Every record below should be printed again exactly, with its pictures removed.

[[ MATERIAL SUPPLIED, beginning ]]

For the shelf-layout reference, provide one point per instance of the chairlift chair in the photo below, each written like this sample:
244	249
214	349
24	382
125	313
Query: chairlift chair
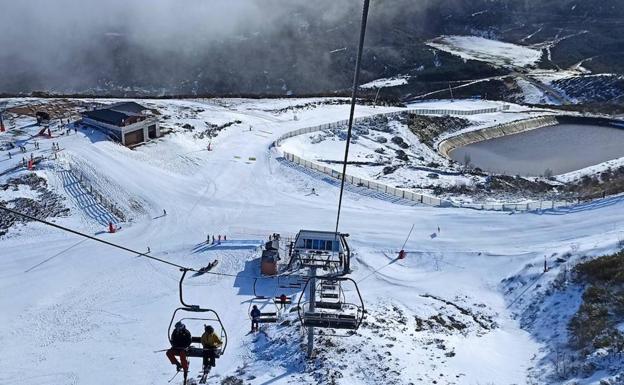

[[ MATERIAL SUPPLIED, end ]]

▸ THE COMPLETED TASK
For the shelf-layout reference, provide one point per instance of the chairlift chair in the photo below, each written like this sample:
244	249
214	349
24	382
125	313
Query: chairlift chair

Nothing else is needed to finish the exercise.